→ **Task instructions**: Repeat the lines starting at the one that contains "man in blue" and ending at the one that contains "(1105, 178)", copying them word for word.

→ **Dataset entries**:
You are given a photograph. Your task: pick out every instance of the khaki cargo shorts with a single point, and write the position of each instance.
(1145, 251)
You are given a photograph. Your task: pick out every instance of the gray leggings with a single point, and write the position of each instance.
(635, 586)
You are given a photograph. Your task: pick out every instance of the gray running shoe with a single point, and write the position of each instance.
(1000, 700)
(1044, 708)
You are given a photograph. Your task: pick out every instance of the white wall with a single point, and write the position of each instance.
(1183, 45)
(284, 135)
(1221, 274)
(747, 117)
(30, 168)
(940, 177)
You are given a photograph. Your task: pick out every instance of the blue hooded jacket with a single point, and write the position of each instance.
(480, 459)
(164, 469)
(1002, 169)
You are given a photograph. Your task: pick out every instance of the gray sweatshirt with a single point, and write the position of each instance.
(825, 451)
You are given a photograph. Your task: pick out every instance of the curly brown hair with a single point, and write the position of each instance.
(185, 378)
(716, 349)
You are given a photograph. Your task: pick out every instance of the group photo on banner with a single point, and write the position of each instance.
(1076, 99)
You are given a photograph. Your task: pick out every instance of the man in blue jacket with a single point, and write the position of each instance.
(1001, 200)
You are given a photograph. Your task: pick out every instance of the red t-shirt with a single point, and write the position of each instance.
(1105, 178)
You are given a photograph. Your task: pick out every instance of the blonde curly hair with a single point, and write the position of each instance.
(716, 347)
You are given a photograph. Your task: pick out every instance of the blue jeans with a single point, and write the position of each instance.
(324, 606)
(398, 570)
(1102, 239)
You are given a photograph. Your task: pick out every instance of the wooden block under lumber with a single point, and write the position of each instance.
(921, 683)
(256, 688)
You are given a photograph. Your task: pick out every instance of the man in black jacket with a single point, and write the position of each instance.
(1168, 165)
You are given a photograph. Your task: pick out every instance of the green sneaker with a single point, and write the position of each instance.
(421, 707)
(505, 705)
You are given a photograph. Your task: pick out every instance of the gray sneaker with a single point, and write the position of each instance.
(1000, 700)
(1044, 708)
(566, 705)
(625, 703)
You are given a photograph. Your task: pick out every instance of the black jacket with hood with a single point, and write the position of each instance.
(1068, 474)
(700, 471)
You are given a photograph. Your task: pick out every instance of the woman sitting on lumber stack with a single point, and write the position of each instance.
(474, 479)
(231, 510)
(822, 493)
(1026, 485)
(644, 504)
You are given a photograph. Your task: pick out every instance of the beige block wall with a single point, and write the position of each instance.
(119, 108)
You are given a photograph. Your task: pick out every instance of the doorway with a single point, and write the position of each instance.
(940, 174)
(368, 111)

→ **Answer for the task**:
You are given a photograph. Your task: pick out every instance of the man in blue jacket with a single point, and write the position of each instance.
(1001, 200)
You are given a photograph. Your task: pick out every instance of the red t-shirt with a single point, and write the position of each instance.
(1105, 178)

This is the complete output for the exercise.